◆ TASK TO COMPLETE: Format the lines from the one containing "Find the young" through the end of the records as a Markdown table with the columns Row and Line, leaving out any blank lines.

***** LISTING

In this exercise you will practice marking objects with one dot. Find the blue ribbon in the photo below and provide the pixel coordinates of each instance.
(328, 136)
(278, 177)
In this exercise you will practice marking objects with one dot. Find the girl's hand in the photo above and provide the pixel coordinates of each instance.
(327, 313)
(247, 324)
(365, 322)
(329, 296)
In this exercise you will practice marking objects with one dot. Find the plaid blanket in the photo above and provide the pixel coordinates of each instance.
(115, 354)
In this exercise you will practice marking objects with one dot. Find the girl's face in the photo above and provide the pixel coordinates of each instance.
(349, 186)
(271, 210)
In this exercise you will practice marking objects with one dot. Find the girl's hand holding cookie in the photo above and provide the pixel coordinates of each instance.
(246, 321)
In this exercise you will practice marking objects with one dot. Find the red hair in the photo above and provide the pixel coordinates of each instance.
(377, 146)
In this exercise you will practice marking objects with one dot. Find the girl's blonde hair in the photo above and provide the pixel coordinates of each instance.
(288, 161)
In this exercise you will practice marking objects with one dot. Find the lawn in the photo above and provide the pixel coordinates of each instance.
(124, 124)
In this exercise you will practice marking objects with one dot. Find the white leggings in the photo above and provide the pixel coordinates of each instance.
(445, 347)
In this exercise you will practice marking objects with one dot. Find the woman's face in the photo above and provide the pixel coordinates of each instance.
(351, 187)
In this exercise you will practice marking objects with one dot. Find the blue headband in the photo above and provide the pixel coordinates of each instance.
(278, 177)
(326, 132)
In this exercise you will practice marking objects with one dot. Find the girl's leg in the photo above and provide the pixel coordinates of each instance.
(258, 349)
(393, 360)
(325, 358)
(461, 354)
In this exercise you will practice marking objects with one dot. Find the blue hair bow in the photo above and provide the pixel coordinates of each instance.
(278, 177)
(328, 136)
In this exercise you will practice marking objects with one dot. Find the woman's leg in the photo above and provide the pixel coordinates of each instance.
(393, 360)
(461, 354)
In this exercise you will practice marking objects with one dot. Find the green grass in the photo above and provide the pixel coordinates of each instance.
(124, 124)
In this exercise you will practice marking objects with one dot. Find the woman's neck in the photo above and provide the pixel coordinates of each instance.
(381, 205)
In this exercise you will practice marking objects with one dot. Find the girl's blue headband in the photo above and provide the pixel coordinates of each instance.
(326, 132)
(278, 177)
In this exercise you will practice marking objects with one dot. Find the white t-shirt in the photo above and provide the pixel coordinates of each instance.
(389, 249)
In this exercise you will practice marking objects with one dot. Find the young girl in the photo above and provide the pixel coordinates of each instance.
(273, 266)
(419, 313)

**********

◆ WORKED SOLUTION:
| Row | Line |
|---|---|
| 1 | In this exercise you will practice marking objects with one dot. Find the young girl in the photo above and provide the pixel coordinates of each instance. |
| 2 | (273, 266) |
| 3 | (419, 313) |